*Task goal:* One part of the entries below is wanted: the lines from the one containing "dot per instance of the blue sky" through the one containing "of the blurred". Write those out exactly and nothing else.

START Data for this exercise

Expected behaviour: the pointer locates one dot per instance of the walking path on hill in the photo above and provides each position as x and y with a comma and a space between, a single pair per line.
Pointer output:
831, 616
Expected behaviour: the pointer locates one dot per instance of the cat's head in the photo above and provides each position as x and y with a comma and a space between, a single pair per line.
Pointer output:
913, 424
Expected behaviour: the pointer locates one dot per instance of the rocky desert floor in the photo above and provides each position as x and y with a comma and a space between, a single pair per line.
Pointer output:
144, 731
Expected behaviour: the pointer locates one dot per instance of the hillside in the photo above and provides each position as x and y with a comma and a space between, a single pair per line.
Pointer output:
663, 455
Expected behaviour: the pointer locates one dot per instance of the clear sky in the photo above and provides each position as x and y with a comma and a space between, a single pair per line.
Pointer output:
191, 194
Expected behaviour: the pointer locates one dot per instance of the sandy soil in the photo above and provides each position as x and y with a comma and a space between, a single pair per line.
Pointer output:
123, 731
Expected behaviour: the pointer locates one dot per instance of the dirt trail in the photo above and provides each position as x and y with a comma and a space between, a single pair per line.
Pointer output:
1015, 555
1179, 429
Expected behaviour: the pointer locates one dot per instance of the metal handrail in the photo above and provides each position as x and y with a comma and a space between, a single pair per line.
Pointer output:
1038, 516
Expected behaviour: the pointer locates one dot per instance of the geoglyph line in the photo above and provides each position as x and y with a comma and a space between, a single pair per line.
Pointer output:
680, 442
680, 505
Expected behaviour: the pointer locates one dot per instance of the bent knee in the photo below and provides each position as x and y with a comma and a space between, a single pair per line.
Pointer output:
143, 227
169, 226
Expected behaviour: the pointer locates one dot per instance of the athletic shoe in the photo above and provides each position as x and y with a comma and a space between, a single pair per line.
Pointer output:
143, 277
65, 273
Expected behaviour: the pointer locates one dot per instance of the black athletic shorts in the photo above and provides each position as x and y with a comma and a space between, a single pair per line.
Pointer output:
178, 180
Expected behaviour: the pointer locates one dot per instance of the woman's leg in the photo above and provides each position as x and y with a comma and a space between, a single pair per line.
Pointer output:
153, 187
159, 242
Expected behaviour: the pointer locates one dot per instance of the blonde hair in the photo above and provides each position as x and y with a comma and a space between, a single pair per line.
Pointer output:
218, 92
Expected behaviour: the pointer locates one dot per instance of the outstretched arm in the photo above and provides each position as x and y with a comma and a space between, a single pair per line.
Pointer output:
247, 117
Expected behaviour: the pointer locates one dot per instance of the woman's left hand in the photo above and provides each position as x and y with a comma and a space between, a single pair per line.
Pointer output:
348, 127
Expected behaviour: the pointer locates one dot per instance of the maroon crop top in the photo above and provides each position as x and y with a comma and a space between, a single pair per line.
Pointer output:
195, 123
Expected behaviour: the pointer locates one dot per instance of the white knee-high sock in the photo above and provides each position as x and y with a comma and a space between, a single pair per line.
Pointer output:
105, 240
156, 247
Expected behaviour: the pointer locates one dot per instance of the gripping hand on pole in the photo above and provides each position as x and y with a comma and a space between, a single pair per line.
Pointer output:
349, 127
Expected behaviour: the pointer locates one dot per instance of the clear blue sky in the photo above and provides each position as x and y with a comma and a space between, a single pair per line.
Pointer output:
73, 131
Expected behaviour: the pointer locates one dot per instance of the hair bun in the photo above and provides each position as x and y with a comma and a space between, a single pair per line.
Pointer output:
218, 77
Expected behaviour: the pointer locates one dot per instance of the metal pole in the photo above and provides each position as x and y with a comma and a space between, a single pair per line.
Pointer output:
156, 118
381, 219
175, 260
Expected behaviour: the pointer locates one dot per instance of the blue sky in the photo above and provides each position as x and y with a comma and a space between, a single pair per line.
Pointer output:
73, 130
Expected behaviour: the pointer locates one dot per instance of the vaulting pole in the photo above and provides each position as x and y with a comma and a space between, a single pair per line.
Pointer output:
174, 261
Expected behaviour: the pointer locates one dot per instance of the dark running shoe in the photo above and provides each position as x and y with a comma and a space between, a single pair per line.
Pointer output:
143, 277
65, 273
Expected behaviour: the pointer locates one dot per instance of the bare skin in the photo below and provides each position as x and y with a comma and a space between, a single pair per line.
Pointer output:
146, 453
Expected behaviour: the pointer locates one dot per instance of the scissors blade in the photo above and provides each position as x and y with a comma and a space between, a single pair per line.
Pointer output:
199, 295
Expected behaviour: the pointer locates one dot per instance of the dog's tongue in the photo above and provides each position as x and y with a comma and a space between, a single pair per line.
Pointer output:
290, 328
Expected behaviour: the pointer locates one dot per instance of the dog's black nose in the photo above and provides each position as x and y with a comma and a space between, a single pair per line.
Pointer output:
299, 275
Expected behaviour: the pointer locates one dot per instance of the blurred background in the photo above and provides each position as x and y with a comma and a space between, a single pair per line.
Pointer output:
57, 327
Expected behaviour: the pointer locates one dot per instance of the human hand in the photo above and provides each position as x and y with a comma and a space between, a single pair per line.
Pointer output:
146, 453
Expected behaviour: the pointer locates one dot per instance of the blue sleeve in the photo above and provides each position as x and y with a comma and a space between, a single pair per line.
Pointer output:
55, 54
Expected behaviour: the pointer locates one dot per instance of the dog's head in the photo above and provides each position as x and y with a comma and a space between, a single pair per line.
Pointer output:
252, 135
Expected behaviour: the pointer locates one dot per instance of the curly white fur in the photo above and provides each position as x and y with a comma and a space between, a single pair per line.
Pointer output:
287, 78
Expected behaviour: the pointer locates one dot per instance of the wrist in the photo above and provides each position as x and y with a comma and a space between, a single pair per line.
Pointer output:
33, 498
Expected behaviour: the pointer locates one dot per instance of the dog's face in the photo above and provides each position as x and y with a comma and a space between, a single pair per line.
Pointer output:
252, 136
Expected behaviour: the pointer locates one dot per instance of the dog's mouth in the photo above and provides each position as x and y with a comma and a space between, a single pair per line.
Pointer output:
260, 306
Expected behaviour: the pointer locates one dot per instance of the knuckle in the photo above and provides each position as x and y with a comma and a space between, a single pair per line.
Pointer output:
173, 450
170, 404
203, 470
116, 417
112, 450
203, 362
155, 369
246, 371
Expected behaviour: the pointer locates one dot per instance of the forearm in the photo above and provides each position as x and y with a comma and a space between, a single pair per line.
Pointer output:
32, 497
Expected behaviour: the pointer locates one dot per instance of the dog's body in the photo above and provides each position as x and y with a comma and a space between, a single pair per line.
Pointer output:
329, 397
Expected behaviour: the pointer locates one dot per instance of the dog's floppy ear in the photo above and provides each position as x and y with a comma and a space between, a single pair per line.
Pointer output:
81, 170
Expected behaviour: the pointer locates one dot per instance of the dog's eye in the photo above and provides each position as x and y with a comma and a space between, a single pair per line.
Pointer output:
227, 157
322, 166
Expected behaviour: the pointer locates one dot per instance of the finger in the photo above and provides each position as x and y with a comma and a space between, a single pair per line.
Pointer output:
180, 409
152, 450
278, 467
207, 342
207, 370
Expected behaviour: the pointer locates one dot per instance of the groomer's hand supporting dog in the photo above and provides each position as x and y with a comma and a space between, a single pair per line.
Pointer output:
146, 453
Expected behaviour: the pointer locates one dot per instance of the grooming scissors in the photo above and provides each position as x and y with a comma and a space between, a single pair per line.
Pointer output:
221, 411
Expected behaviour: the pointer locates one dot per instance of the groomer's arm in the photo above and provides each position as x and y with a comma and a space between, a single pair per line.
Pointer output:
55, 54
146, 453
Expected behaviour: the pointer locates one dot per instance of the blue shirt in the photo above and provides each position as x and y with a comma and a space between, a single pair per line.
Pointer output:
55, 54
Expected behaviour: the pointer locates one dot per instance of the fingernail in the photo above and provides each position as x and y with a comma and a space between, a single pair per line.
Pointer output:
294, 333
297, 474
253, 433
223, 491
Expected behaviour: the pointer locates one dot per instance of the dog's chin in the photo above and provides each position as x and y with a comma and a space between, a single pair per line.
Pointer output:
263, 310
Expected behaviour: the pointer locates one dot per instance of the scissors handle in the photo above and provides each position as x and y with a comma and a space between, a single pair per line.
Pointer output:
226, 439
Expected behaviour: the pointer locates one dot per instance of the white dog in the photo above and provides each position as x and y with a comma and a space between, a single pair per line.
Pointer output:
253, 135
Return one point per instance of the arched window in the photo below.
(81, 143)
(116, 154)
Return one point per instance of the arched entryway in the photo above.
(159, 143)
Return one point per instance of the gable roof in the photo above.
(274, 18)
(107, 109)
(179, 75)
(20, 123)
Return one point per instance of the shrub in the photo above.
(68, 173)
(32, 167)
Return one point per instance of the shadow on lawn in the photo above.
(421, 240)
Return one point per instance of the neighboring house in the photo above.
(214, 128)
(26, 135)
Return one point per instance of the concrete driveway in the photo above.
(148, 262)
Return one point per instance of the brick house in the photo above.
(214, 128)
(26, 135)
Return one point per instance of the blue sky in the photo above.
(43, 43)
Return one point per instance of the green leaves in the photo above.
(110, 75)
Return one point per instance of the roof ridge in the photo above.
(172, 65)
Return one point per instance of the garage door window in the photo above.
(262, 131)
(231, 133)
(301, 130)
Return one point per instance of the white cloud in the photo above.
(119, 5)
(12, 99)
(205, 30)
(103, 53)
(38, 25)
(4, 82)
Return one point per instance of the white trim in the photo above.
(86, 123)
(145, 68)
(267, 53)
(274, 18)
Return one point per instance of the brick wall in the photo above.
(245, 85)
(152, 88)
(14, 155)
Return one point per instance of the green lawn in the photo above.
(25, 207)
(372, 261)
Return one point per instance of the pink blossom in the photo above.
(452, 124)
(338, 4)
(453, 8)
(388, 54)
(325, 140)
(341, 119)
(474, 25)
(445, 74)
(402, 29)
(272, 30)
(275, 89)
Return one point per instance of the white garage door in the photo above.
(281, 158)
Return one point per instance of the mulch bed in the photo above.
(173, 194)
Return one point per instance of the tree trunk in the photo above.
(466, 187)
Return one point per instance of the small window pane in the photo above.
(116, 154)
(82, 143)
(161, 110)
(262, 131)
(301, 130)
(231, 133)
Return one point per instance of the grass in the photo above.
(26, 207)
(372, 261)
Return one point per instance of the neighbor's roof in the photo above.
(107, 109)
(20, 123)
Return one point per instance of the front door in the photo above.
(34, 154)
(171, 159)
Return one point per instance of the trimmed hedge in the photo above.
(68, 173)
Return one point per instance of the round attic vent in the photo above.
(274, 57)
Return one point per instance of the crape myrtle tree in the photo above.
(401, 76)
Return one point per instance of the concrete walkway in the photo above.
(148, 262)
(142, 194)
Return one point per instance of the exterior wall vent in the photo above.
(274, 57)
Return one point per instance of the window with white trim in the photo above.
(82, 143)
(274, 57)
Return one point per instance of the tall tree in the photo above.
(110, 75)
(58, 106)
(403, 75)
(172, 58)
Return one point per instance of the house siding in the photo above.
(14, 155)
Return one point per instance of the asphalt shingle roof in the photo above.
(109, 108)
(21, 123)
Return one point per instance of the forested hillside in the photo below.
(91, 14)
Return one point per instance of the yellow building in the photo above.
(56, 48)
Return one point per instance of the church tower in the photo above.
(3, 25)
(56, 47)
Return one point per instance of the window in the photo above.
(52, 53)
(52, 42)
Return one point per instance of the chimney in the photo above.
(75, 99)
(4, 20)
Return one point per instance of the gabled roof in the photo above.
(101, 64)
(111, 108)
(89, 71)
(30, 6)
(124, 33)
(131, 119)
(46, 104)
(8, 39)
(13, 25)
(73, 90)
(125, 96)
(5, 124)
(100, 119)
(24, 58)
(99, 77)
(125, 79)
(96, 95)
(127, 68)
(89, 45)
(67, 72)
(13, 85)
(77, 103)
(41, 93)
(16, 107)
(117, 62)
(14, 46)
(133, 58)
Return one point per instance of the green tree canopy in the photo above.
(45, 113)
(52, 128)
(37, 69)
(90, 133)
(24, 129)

END Data for this exercise

*Solution to this problem:*
Expected behaviour: the pointer locates one dot per instance of the blue sky in the photo above and provides each position as x and y with a comma and a space between, a single pair per line.
Pointer output:
73, 130
Expected behaviour: the pointer locates one dot per instance of the vaulting pole in the photo above and provides each position as x and y with a comma and a space between, a single pair per line.
Pointer output:
174, 261
Expected behaviour: the pointer locates one dot per instance of the dark running shoe in the photo above and provides each position as x and y with a comma and a space between, a single pair per line.
Pointer output:
143, 277
65, 273
Expected behaviour: the pointer locates one dot per instance of the bare skin in the photo below and provides each position as x and y with a comma and a space between, a single pair per line.
Pointer output:
146, 453
Expected behaviour: the pointer locates one dot per instance of the scissors blade in the photo above and provides each position as x and y with a comma and a space between, a single pair per line.
Pointer output:
199, 295
Expected behaviour: the pointer locates one dot per instance of the dog's tongue in the photo above and provides each position as x and y with a comma and a space between, a single pair per line.
Pointer output:
290, 328
Expected behaviour: the pointer locates one dot per instance of the dog's black nose in the photo above and provides each position as x and y with a comma and a space between, a single pair per line.
Pointer output:
299, 275
Expected behaviour: the pointer locates one dot per instance of the blurred background in the photo above and provides each position as x and y with a comma and a space between, a single pair per line.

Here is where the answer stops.